** START SUPPLIED PASSAGE **

A zombie apocalypse is one thing. A volcanic eruption is quite another, for, as the journalist who does a framing voice-over narration for Brooks’ latest puts it, when Mount Rainier popped its cork, “it was the psychological aspect, the hyperbole-fueled hysteria that had ended up killing the most people.” Maybe, but the sasquatches whom the volcano displaced contributed to the statistics, too, if only out of self-defense. Brooks places the epicenter of the Bigfoot war in a high-tech hideaway populated by the kind of people you might find in a Jurassic Park franchise: the schmo who doesn’t know how to do much of anything but tries anyway, the well-intentioned bleeding heart, the know-it-all intellectual who turns out to know the wrong things, the immigrant with a tough backstory and an instinct for survival. Indeed, the novel does double duty as a survival manual, packed full of good advice—for instance, try not to get wounded, for “injury turns you from a giver to a taker. Taking up our resources, our time to care for you.” Brooks presents a case for making room for Bigfoot in the world while peppering his narrative with timely social criticism about bad behavior on the human side of the conflict: The explosion of Rainier might have been better forecast had the president not slashed the budget of the U.S. Geological Survey, leading to “immediate suspension of the National Volcano Early Warning System,” and there’s always someone around looking to monetize the natural disaster and the sasquatch-y onslaught that follows. Brooks is a pro at building suspense even if it plays out in some rather spectacularly yucky episodes, one involving a short spear that takes its name from “the sucking sound of pulling it out of the dead man’s heart and lungs.” Grossness aside, it puts you right there on the scene.

** END SUPPLIED PASSAGE **
** START TASK INPUTS **

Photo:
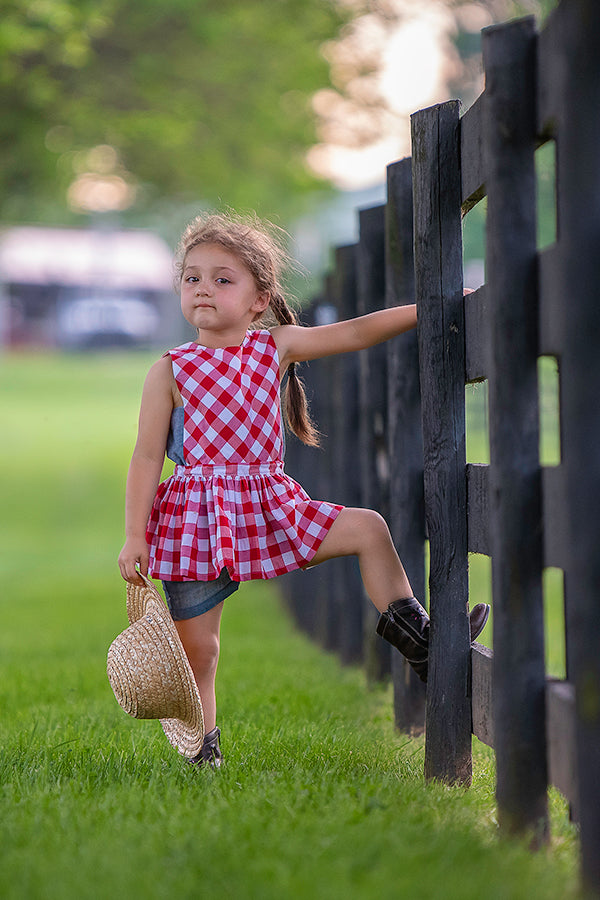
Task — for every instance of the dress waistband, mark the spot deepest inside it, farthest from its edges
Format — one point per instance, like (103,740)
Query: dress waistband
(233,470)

** END TASK INPUTS **
** START TASK INPUTS **

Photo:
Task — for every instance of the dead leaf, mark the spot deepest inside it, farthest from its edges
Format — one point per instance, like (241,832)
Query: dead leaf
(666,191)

** END TASK INPUTS **

◆ **STATED EXERCISE 1**
Do the following statements agree with the review? For each, answer yes or no and quote the deciding words from the review.
(a) The journalist narrating the novel says the hysteria did more killing than anything else.
(b) The volcano that erupts in the novel is Mount St. Helens.
(c) The president had increased funding for the U.S. Geological Survey before the eruption.
◆ **STATED EXERCISE 2**
Which lines of the listing contain the string "mark"? Gather every one of them, and treat case as significant.

◆ **TASK RESPONSE 1**
(a) Yes: "it was the psychological aspect, the hyperbole-fueled hysteria that had ended up killing the most people."
(b) No: "when Mount Rainier popped its cork"
(c) No: "had the president not slashed the budget of the U.S. Geological Survey"

◆ **TASK RESPONSE 2**
Task — for every instance of the dress waistband, mark the spot deepest inside it, farthest from its edges
Task — for every instance of the dead leaf, mark the spot deepest inside it, farthest from its edges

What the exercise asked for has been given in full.